═════ EXCERPTED DATA

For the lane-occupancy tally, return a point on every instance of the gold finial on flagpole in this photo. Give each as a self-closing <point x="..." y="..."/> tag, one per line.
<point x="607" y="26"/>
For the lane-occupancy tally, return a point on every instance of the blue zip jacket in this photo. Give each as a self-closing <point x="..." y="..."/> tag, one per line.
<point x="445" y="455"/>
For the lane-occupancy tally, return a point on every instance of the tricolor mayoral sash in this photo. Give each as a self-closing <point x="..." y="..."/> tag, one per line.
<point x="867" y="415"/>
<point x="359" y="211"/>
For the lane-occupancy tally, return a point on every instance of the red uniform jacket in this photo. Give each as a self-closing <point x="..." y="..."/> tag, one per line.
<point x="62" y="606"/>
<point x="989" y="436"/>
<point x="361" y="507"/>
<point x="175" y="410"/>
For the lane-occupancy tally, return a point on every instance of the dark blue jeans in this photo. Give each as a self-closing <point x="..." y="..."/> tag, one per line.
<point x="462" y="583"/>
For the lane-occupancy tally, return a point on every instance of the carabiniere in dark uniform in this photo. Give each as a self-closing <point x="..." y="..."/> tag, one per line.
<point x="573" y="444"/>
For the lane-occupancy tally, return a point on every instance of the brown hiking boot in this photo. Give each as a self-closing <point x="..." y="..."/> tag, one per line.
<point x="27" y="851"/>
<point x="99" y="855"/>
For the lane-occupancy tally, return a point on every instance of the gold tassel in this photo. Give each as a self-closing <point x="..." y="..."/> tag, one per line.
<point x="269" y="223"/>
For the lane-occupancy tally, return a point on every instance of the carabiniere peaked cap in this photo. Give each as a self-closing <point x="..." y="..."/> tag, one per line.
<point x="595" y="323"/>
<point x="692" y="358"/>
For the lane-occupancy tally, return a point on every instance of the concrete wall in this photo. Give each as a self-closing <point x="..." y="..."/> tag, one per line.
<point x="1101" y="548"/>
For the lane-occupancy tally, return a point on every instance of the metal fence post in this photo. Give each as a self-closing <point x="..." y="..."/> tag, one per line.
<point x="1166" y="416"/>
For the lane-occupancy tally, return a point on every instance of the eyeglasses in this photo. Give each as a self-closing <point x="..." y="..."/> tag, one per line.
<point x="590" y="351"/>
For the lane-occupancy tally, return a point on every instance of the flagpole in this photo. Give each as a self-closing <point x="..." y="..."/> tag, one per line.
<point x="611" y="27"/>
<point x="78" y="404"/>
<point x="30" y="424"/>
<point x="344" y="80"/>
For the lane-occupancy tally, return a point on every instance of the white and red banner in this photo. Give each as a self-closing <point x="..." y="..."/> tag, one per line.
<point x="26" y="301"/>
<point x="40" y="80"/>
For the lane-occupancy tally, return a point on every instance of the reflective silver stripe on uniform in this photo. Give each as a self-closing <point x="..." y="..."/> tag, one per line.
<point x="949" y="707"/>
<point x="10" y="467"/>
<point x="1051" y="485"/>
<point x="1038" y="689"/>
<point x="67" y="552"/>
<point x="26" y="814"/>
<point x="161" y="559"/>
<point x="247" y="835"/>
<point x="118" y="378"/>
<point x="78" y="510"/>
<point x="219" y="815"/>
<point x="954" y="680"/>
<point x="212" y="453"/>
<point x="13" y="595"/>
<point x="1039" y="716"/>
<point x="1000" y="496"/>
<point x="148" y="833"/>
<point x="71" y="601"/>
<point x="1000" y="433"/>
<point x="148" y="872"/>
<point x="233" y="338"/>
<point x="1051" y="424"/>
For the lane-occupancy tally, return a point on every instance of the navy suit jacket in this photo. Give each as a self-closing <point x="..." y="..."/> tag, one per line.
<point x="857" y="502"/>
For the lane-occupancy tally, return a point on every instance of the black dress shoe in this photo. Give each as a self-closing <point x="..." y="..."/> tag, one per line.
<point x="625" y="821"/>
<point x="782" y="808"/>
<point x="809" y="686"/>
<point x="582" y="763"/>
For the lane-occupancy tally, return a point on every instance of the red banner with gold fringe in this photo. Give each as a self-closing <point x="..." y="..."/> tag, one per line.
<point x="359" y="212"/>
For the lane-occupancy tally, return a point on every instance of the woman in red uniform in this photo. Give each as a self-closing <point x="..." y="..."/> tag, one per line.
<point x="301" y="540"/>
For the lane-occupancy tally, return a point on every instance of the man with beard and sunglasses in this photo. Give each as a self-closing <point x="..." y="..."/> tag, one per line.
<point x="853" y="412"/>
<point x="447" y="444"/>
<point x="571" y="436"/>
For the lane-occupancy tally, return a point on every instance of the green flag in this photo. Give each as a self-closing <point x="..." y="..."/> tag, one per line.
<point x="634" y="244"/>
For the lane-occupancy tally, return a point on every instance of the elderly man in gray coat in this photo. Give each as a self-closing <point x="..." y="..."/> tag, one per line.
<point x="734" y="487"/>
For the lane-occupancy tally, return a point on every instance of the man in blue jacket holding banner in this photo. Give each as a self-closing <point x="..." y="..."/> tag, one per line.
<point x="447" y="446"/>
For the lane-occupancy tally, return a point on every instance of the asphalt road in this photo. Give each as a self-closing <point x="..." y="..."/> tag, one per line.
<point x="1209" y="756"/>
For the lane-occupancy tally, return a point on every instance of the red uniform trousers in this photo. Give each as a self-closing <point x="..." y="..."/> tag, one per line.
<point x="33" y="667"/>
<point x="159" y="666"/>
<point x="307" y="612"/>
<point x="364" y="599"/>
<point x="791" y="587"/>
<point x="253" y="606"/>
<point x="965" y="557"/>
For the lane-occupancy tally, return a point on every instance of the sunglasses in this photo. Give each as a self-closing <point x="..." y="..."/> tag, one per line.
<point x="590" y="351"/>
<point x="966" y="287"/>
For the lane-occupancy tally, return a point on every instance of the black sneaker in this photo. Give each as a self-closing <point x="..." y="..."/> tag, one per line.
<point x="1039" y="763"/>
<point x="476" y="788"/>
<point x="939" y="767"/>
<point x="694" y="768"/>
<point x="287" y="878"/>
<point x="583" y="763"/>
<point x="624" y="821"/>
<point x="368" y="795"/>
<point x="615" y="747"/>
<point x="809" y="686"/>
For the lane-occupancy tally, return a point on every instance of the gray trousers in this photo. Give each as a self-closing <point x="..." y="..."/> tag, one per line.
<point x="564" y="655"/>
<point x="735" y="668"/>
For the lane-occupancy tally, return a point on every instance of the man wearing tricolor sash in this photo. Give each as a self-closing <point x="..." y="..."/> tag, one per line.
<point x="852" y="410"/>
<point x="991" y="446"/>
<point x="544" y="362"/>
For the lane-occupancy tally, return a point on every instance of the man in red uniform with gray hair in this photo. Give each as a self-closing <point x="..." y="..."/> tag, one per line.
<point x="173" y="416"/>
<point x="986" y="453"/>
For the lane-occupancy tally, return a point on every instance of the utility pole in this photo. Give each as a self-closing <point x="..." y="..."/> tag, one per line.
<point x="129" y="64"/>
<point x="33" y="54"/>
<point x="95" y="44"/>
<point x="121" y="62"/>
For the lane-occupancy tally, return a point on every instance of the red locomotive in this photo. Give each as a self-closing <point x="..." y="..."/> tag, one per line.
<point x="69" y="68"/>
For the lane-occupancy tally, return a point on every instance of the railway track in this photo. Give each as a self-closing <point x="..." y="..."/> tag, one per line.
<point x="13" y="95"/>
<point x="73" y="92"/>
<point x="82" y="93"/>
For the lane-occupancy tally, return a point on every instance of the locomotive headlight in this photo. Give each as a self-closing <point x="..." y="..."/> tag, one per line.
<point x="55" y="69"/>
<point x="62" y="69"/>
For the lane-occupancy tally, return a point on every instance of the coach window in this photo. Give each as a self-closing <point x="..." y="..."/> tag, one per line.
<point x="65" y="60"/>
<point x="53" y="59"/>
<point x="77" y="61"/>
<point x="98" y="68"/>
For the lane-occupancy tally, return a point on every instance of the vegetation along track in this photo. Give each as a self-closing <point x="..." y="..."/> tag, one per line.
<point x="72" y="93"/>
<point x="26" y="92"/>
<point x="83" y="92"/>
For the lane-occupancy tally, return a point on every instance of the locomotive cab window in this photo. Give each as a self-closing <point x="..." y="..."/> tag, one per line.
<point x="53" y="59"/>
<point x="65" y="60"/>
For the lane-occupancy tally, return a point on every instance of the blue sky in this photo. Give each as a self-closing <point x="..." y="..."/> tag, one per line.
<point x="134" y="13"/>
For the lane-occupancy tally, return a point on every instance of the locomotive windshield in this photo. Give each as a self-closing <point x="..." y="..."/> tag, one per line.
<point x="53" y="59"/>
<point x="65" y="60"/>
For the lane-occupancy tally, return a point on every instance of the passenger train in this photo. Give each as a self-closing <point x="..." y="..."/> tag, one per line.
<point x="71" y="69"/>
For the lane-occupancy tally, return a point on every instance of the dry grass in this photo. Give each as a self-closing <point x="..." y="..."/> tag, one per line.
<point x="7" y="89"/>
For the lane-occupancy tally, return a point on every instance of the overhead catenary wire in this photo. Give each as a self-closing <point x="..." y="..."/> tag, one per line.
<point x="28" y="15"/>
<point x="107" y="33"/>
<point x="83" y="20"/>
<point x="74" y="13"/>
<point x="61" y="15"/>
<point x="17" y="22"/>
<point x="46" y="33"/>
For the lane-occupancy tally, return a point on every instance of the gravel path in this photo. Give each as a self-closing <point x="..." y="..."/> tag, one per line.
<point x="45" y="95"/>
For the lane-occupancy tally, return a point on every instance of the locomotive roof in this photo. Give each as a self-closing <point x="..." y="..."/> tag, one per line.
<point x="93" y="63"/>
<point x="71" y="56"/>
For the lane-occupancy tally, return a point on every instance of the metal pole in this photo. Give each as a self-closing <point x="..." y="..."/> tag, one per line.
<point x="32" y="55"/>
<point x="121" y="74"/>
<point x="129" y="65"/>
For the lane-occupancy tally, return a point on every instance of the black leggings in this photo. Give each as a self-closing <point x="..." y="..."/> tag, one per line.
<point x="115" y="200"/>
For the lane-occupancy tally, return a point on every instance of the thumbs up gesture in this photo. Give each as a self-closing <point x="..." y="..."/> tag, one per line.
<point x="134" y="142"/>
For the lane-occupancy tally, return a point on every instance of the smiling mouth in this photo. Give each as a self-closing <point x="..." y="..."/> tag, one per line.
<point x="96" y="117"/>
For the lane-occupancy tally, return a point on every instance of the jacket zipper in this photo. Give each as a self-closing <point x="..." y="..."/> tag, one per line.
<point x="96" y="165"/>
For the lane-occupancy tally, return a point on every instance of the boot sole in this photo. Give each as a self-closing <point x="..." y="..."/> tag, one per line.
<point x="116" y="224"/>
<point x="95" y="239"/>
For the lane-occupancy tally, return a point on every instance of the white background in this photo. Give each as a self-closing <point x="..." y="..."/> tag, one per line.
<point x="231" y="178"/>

══════════

# [PROBLEM]
Copy the items from the line containing "the white background" through the last item, including the requests, and offset every coordinate in the answers by adding 118 to it.

# [ANSWER TO THE PROBLEM]
For the lane-occupancy tally, return a point on every instance of the white background in this photo. Give each as a self-closing <point x="..." y="..."/> tag, one per line.
<point x="349" y="296"/>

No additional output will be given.